Work task =
The answer is one number. Say how many lines in the entries below include the word "ceiling".

[Image point grounding data]
************
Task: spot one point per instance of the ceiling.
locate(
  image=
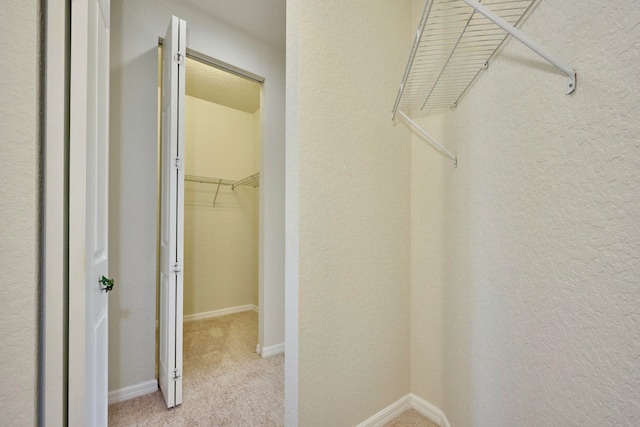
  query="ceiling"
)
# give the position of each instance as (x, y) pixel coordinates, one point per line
(265, 19)
(220, 87)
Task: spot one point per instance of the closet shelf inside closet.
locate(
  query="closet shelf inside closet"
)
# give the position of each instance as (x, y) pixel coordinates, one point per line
(454, 43)
(250, 181)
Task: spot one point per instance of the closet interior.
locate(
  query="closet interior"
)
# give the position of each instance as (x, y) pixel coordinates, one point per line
(222, 159)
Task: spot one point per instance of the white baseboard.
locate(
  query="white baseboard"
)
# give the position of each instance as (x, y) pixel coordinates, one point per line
(133, 391)
(388, 413)
(409, 401)
(430, 411)
(272, 350)
(218, 313)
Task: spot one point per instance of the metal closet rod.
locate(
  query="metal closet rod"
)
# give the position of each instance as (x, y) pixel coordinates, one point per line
(250, 181)
(519, 35)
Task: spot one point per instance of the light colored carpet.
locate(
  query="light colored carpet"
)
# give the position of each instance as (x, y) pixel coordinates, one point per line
(225, 383)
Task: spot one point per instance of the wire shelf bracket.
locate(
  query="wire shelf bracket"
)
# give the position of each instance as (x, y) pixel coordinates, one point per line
(454, 43)
(250, 181)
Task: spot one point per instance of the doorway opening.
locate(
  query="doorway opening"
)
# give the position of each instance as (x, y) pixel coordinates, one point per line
(222, 134)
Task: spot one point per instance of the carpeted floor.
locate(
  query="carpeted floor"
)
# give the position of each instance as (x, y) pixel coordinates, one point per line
(411, 418)
(225, 383)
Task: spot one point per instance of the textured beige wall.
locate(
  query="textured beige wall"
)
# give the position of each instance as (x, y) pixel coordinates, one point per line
(428, 249)
(354, 212)
(542, 245)
(18, 204)
(220, 240)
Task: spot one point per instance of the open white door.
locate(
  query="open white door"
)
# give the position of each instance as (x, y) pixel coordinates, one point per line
(172, 217)
(88, 213)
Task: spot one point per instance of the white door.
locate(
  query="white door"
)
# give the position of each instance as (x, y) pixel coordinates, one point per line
(88, 213)
(172, 207)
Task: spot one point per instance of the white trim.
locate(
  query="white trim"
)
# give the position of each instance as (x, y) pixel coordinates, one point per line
(272, 350)
(133, 391)
(388, 413)
(53, 288)
(221, 312)
(428, 410)
(410, 401)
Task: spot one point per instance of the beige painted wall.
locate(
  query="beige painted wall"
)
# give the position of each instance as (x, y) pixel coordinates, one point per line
(354, 216)
(220, 244)
(539, 260)
(18, 207)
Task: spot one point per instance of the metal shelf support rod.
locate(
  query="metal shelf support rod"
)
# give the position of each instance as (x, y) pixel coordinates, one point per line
(429, 138)
(571, 74)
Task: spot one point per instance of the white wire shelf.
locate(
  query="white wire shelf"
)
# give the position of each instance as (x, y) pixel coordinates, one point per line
(455, 41)
(250, 181)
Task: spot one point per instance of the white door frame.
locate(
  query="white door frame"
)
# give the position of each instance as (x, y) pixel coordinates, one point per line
(54, 354)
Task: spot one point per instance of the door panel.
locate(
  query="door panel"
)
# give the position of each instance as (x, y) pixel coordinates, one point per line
(172, 216)
(88, 213)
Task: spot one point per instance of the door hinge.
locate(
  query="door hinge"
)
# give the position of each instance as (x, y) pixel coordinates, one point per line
(179, 58)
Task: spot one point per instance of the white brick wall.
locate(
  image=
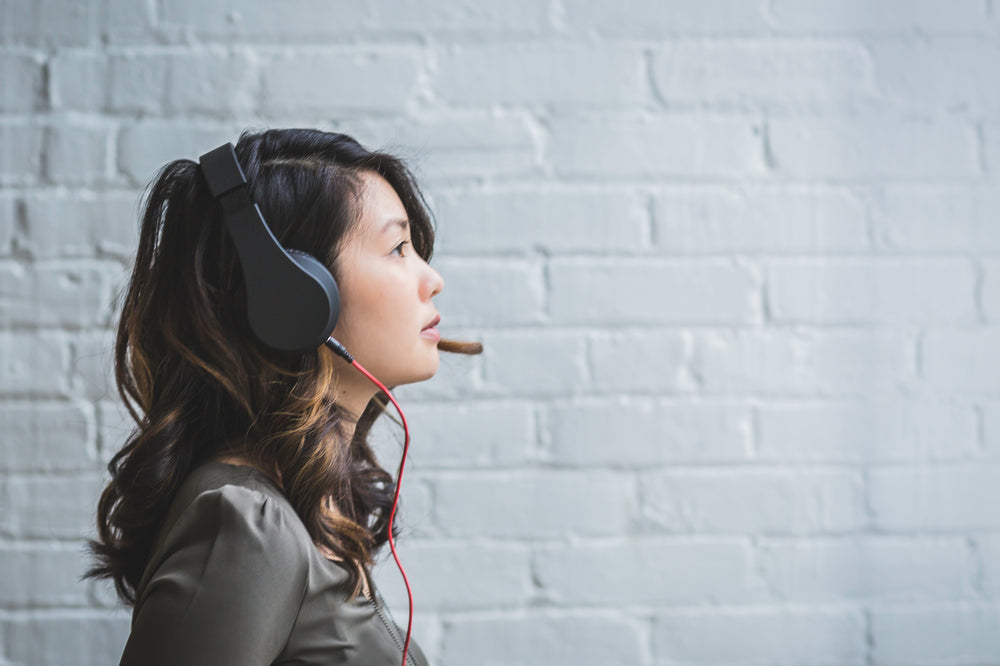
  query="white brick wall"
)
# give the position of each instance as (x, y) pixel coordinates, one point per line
(736, 265)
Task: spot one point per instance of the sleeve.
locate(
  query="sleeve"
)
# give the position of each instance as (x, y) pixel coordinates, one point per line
(228, 589)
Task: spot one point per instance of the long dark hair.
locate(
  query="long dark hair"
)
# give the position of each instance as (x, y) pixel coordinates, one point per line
(203, 386)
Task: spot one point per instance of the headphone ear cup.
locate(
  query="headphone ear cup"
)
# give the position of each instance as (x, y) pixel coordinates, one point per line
(319, 272)
(303, 314)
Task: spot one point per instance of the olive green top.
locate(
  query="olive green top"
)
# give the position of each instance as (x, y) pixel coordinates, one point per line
(234, 578)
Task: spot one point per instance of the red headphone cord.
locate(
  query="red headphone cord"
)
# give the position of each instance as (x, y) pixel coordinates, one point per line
(343, 353)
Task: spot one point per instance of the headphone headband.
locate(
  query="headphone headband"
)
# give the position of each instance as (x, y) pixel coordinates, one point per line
(292, 299)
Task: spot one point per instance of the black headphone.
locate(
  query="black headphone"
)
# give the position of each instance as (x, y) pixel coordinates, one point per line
(292, 299)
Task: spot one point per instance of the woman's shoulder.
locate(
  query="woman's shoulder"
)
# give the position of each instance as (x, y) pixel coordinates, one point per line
(236, 510)
(223, 494)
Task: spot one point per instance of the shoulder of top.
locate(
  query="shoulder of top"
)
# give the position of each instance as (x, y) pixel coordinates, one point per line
(243, 504)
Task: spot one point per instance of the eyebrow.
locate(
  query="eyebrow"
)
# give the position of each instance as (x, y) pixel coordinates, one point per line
(401, 222)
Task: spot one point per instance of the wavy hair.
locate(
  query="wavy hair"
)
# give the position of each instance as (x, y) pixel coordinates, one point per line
(203, 386)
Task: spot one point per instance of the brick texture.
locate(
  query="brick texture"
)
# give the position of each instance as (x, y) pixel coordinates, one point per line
(735, 264)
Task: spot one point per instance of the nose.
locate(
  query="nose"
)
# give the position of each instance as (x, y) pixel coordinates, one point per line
(435, 281)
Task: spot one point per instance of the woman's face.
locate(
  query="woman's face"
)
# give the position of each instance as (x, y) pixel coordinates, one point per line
(385, 292)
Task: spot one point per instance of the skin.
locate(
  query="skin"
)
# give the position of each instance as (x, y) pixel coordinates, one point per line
(385, 293)
(385, 301)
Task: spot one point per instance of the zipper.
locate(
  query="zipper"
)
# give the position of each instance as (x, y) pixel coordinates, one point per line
(395, 638)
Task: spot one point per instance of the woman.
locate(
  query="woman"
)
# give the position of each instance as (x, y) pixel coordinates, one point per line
(246, 508)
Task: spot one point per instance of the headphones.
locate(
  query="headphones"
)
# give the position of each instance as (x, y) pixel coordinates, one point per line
(292, 299)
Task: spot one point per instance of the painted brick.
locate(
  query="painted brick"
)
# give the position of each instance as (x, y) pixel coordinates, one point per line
(559, 503)
(449, 576)
(472, 434)
(87, 225)
(962, 360)
(783, 362)
(456, 147)
(91, 370)
(519, 221)
(760, 635)
(83, 637)
(937, 218)
(650, 21)
(872, 148)
(945, 499)
(989, 294)
(144, 148)
(47, 437)
(33, 363)
(948, 76)
(884, 17)
(296, 20)
(78, 154)
(22, 81)
(937, 634)
(46, 507)
(21, 158)
(588, 291)
(744, 501)
(868, 431)
(642, 360)
(867, 291)
(760, 220)
(602, 638)
(49, 23)
(487, 292)
(460, 17)
(660, 571)
(47, 575)
(541, 74)
(338, 80)
(8, 224)
(764, 74)
(886, 568)
(620, 148)
(53, 295)
(617, 433)
(78, 81)
(534, 363)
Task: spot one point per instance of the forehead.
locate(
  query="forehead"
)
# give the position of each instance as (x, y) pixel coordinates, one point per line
(381, 207)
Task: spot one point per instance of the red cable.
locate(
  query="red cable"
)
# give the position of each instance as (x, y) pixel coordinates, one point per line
(341, 351)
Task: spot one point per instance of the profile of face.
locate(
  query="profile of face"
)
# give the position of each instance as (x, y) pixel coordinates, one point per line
(385, 292)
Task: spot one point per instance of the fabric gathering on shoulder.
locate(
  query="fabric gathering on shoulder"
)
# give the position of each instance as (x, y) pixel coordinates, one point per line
(235, 579)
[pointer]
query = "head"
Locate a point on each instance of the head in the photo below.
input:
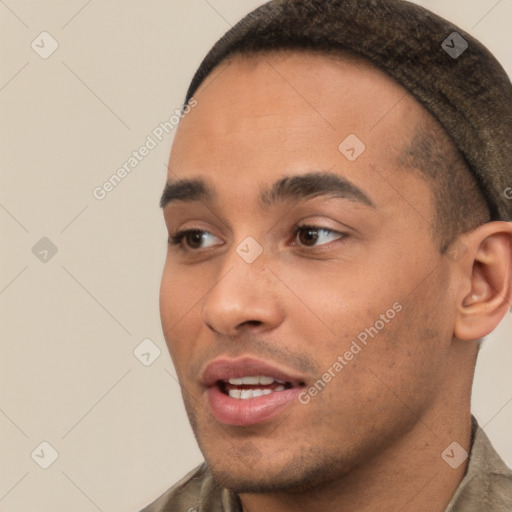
(374, 265)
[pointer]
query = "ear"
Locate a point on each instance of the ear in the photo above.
(486, 286)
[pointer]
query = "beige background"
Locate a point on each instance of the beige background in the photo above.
(69, 325)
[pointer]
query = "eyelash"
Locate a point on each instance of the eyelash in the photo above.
(176, 239)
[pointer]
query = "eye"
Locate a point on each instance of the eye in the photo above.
(193, 237)
(309, 235)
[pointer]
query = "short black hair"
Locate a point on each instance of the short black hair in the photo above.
(463, 198)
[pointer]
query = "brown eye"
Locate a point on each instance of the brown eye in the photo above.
(193, 239)
(309, 235)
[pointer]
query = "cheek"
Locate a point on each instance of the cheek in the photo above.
(180, 311)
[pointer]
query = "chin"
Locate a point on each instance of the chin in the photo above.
(301, 472)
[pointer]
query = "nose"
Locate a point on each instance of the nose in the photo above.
(244, 296)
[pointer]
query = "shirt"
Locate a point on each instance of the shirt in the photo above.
(486, 486)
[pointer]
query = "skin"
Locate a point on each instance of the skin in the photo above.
(373, 438)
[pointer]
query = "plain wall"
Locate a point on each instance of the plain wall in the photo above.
(70, 324)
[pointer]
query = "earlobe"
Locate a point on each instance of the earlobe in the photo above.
(489, 275)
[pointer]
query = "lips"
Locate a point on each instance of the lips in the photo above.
(248, 391)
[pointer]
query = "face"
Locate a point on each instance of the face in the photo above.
(307, 311)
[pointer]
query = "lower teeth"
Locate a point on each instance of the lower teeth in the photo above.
(252, 393)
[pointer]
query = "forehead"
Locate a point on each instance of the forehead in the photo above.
(262, 117)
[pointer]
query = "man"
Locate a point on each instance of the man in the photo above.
(339, 244)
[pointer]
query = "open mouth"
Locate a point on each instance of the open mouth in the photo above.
(252, 386)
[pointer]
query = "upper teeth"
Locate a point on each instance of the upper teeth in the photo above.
(254, 379)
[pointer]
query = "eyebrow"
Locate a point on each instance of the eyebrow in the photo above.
************
Written answer =
2